◆ Text passage ◆
__________
The survey was conducted after the Middle East conflict erupted, which put pressure on fuel supplies and cost.
“The research finds that delivery costs across APAC have risen 18.9 percent year-on-year on average. For India, where fuel prices, driver wages, and urban congestion are structural cost drivers, this number is not a surprise. What is a surprise is the nature of the blind spot: operators can see where cost lands (fuel, labour, vehicles, carrier bills) but not where it is actually created,” the report released recently said.
In India, the first-attempt delivery failure rates in dense urban markets can run as high as 20-30 percent which is one of the primary reason for profit drain.
In case of India’s quick commerce sector, 10-minute, 20-minute delivery, has attracted billions in investment and dominated logistics headlines for three years.
However, the survey found predictable delivery time is preferred by most customers (41 percent) over fastest possible delivery (22 percent).
“Customers do not primarily want faster. They want to know when their delivery will arrive and trust that it will arrive then. The implication for India is significant: the capital flowing into speed infrastructure may be partially misdirected. Reliability, not velocity, is the premium product,” the survey said.Majority of operators (delivery service providers) said their customers are willing to pay extra for delivery.
The survey found that more Indian customers are willing to pay extra for the delivery of certain items.
“60 percent customers are willing to pay for convenience in specific contexts, like urgent essentials (example Medicine/ grocery), specific time-window delivery, high-value items, heavy or bulky delivery, or business-critical shipments. 70 percent of businesses in India say customers are willing to pay a premium for certain deliveries,” the report said.
The survey covered over 500 logistics firms, of which 14 percent were from India, FarEye said.
__________
◆ Supplied material ◆

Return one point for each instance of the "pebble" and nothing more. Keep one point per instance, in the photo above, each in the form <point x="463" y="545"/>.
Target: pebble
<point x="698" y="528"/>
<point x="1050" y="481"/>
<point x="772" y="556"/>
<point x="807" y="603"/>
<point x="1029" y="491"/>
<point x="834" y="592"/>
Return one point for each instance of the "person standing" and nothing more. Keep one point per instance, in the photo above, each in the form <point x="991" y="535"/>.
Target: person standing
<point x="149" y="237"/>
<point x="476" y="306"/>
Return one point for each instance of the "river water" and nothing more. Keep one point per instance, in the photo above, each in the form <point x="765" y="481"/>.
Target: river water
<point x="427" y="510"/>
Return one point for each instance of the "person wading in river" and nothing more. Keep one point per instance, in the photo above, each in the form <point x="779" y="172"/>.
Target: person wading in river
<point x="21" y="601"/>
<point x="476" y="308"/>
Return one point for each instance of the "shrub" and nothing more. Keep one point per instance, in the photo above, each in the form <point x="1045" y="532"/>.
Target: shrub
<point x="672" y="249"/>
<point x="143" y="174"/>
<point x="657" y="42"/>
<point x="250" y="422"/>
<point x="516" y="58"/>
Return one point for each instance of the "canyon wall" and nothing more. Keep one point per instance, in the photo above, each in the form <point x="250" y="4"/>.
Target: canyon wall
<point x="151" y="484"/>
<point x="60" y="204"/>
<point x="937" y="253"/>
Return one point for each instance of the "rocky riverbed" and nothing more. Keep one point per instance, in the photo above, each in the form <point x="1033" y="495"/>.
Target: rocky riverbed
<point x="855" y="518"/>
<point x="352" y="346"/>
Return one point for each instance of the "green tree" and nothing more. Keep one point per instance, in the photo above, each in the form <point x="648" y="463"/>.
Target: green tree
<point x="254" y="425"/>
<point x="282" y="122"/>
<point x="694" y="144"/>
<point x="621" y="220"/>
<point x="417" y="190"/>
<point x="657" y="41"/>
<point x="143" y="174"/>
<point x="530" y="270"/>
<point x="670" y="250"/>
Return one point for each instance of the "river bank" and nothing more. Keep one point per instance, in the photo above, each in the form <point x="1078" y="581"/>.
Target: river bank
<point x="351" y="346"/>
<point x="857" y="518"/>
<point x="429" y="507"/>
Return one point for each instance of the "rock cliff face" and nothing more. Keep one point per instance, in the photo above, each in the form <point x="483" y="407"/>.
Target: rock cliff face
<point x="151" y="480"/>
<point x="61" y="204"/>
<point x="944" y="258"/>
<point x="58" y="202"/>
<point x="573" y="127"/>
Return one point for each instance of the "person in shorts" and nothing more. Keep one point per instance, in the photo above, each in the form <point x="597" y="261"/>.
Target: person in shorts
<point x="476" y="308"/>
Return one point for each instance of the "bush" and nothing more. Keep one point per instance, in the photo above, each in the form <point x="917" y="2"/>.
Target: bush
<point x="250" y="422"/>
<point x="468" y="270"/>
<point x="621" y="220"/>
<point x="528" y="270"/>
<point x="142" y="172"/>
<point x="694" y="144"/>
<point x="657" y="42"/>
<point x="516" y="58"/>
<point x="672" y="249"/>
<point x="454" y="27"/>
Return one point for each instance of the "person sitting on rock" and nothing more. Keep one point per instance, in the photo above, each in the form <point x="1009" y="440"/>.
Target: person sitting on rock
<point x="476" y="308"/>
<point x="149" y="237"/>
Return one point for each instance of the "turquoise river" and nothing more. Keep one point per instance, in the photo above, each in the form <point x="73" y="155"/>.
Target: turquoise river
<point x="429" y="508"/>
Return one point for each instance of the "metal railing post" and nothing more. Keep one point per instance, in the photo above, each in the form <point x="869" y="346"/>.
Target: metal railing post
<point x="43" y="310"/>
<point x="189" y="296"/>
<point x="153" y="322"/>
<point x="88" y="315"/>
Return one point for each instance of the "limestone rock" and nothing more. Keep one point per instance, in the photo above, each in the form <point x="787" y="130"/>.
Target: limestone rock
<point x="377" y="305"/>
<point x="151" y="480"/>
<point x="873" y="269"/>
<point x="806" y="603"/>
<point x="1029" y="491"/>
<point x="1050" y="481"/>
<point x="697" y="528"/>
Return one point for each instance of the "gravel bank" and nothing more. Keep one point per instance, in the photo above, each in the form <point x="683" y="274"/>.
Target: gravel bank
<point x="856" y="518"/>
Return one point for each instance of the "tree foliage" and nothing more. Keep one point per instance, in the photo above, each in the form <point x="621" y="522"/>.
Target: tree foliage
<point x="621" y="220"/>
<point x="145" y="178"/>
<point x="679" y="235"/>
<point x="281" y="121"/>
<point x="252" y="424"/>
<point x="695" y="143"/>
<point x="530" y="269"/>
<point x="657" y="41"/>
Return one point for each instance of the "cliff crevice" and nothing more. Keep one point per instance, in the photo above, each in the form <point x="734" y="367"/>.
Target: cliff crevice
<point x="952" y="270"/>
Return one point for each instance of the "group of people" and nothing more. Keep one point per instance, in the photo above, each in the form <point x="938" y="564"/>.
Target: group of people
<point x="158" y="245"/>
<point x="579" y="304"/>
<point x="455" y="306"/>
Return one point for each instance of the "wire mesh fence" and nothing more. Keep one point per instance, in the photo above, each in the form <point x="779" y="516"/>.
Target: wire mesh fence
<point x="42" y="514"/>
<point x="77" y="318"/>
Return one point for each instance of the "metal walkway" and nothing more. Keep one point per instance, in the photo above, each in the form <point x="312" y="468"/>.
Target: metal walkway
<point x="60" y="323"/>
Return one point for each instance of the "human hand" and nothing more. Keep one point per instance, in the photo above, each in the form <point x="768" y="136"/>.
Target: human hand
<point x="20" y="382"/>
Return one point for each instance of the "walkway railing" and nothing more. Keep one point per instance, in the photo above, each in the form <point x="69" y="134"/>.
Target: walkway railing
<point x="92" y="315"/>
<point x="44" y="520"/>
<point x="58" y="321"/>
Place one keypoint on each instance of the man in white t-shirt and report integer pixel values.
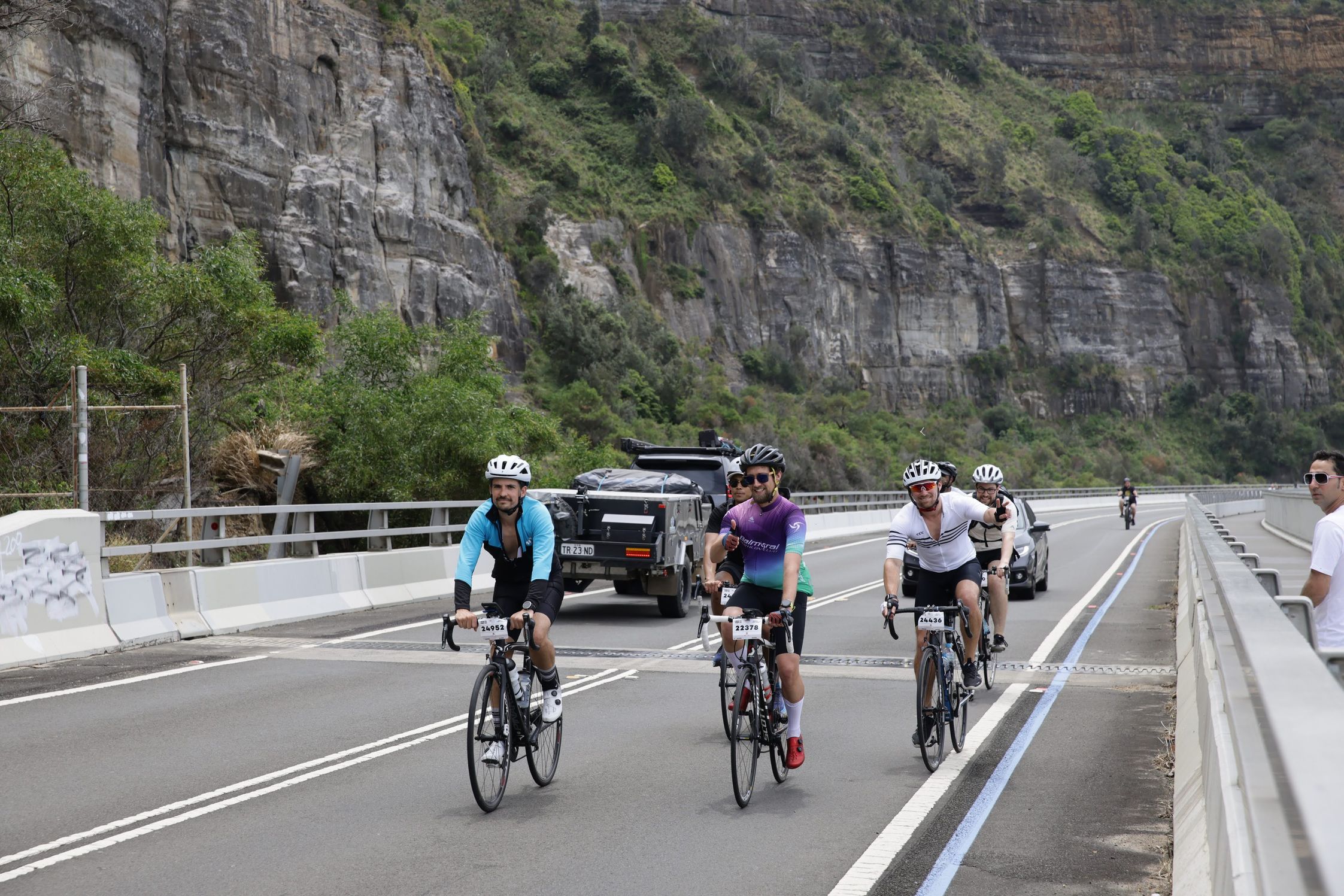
(1325, 584)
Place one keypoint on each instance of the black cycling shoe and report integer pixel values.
(929, 733)
(971, 675)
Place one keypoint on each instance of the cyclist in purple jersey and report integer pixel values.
(770, 531)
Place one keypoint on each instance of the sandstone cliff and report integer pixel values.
(295, 119)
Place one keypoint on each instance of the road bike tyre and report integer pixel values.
(727, 684)
(745, 743)
(776, 738)
(489, 782)
(929, 678)
(544, 742)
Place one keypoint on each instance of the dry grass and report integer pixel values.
(234, 466)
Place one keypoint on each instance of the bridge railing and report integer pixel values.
(1260, 786)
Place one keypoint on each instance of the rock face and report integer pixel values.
(296, 119)
(906, 320)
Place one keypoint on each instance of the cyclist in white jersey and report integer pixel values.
(939, 523)
(994, 548)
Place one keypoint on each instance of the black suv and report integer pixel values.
(1030, 570)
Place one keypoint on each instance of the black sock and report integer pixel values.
(549, 678)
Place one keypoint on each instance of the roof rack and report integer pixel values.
(718, 448)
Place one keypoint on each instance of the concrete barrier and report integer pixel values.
(1292, 512)
(138, 611)
(50, 587)
(249, 596)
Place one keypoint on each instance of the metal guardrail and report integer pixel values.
(1270, 727)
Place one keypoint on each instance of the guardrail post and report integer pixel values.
(303, 524)
(378, 520)
(438, 516)
(213, 530)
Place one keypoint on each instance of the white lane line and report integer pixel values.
(878, 858)
(812, 605)
(1062, 627)
(127, 682)
(873, 864)
(382, 747)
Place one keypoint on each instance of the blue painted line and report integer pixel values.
(949, 861)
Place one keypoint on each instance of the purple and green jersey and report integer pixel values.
(766, 536)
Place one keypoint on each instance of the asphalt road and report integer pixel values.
(327, 757)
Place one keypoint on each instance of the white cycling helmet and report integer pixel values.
(508, 466)
(988, 473)
(923, 472)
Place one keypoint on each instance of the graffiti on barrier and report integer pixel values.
(53, 574)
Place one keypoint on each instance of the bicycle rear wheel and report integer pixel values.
(544, 743)
(928, 682)
(483, 730)
(747, 734)
(727, 685)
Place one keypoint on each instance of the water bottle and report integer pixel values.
(517, 682)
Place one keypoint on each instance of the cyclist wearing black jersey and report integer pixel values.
(1129, 495)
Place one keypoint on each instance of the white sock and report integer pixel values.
(794, 728)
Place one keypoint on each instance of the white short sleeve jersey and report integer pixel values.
(1328, 558)
(952, 548)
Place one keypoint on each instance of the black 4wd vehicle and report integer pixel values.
(641, 527)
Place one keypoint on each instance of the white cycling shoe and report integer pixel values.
(495, 752)
(551, 704)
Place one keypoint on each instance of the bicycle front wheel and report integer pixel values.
(544, 742)
(484, 728)
(929, 682)
(747, 734)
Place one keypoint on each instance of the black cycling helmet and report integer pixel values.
(763, 455)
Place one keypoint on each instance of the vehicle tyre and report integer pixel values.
(747, 735)
(544, 747)
(673, 606)
(928, 679)
(489, 782)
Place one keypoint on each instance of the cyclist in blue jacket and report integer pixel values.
(518, 532)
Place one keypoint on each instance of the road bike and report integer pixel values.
(756, 726)
(939, 675)
(987, 658)
(503, 710)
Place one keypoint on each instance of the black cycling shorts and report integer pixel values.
(753, 597)
(733, 569)
(940, 589)
(511, 596)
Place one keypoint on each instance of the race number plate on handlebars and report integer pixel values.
(930, 621)
(494, 629)
(744, 629)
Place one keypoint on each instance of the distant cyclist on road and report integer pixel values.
(1129, 495)
(518, 532)
(772, 531)
(730, 569)
(939, 524)
(994, 548)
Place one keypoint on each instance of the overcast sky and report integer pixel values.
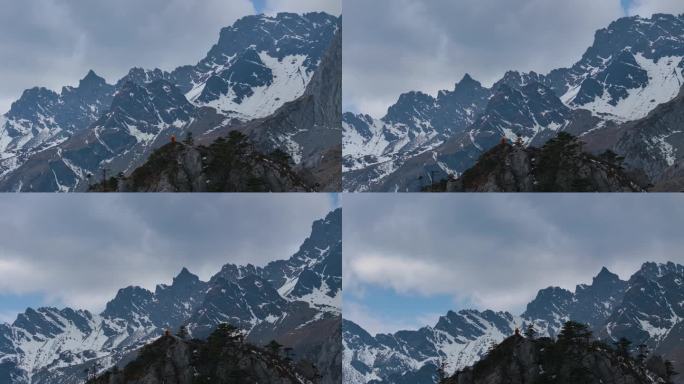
__________
Reproduce the part of the text about delivery costs between "The survey found that" and "India, FarEye said.", inclusive. Draw only on the text about delivery costs, not on the records.

The survey found that more Indian customers are willing to pay extra for the delivery of certain items.
“60 percent customers are willing to pay for convenience in specific contexts, like urgent essentials (example Medicine/ grocery), specific time-window delivery, high-value items, heavy or bulky delivery, or business-critical shipments. 70 percent of businesses in India say customers are willing to pay a premium for certain deliveries,” the report said.
The survey covered over 500 logistics firms, of which 14 percent were from India, FarEye said.